Written task: Copy every line from the one containing "of the cooked" through the last line of the records below, both included, and nothing else.

Information given:
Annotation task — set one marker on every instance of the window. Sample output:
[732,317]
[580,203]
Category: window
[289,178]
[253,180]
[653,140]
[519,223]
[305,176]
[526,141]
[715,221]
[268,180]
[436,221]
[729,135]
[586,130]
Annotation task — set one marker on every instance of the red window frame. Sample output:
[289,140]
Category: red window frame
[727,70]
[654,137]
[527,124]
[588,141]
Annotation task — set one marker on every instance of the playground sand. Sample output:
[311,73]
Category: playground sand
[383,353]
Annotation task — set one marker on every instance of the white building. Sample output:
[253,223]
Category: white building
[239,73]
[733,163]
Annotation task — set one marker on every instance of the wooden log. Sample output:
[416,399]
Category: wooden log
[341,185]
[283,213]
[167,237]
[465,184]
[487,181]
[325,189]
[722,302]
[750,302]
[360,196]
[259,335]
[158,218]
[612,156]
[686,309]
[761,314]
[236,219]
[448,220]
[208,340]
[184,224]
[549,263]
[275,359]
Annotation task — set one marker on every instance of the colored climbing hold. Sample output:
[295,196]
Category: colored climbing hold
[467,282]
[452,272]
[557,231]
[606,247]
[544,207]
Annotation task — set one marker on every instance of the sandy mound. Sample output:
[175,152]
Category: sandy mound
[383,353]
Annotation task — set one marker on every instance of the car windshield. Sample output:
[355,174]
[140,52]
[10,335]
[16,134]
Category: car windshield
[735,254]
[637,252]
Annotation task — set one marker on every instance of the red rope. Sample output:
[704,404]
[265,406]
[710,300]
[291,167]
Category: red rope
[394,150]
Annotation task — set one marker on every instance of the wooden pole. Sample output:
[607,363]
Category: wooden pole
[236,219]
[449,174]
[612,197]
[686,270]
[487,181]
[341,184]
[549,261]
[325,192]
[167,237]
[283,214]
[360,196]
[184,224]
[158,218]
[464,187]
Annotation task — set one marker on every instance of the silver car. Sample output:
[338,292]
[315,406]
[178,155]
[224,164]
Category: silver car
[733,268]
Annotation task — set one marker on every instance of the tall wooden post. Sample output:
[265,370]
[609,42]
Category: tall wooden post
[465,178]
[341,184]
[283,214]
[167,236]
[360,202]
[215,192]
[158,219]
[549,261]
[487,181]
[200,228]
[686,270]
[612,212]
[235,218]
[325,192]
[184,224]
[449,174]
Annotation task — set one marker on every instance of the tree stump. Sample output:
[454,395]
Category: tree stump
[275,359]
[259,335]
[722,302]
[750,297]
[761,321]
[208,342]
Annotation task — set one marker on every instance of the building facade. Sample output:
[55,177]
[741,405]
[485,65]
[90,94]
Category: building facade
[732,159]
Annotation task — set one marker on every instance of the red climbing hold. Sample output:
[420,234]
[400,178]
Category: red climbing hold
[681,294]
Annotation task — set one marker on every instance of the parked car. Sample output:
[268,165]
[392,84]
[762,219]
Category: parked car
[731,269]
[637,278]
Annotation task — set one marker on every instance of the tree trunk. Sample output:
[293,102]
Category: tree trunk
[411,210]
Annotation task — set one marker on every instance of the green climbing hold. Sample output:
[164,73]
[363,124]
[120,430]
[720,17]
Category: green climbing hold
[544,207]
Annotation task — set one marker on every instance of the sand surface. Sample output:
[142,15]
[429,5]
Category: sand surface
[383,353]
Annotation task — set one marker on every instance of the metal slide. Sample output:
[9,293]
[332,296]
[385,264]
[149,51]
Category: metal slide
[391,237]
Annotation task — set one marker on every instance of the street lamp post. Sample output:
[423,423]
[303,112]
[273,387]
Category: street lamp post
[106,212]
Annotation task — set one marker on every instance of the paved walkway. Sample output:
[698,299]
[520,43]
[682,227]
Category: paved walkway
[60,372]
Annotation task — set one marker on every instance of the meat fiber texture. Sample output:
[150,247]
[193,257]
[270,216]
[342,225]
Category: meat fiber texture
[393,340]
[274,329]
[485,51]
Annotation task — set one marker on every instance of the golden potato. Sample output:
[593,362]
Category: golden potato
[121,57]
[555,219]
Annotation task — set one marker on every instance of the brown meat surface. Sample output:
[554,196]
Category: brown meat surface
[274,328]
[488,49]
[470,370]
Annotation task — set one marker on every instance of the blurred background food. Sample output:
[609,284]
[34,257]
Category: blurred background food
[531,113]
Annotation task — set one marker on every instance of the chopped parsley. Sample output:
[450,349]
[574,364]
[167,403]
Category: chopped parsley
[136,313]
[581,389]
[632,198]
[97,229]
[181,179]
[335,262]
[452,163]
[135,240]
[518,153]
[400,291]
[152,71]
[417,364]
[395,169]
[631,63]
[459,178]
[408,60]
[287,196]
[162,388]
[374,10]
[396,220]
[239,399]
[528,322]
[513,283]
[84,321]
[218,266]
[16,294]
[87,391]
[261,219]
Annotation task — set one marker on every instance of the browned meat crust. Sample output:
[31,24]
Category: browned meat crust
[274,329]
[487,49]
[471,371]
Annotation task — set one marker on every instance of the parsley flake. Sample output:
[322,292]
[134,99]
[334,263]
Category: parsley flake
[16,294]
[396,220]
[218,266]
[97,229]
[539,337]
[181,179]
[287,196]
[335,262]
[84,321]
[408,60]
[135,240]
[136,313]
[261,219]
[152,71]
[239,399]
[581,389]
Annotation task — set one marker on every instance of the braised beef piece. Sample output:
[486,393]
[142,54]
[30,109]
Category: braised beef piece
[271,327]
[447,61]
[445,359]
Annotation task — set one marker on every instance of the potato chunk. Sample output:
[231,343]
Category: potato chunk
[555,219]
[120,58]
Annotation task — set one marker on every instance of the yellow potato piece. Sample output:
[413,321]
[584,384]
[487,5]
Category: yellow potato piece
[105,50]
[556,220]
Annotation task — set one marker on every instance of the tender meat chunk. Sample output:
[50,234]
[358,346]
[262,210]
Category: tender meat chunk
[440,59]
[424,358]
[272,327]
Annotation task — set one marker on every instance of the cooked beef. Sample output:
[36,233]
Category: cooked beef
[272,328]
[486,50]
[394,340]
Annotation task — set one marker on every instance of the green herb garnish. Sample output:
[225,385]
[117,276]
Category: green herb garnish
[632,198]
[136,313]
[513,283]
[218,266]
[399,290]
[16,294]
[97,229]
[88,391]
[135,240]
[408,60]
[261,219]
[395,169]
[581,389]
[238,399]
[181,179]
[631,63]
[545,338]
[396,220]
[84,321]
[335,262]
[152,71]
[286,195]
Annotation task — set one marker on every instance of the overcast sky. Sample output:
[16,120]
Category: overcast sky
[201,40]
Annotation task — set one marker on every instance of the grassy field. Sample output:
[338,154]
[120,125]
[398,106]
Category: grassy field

Task output:
Annotation task — set one marker on every instance of the cooked beef. Sample output:
[36,233]
Category: cooked beef
[272,328]
[486,50]
[394,340]
Annotation task — set one marker on every instance of the green herb garnish. Sample output:
[225,385]
[117,276]
Category: green herb garnish
[632,198]
[136,313]
[513,283]
[218,266]
[399,290]
[16,294]
[97,229]
[88,391]
[135,240]
[408,60]
[261,219]
[395,169]
[581,389]
[238,399]
[181,179]
[631,63]
[545,338]
[396,220]
[84,321]
[335,262]
[152,71]
[286,195]
Annotation task — set one marker on every instance of the overcast sky. Sample output:
[16,120]
Category: overcast sky
[201,40]
Annotation task — set one marker on every instance of the grassy field. Sample output:
[338,154]
[120,125]
[398,106]
Category: grassy field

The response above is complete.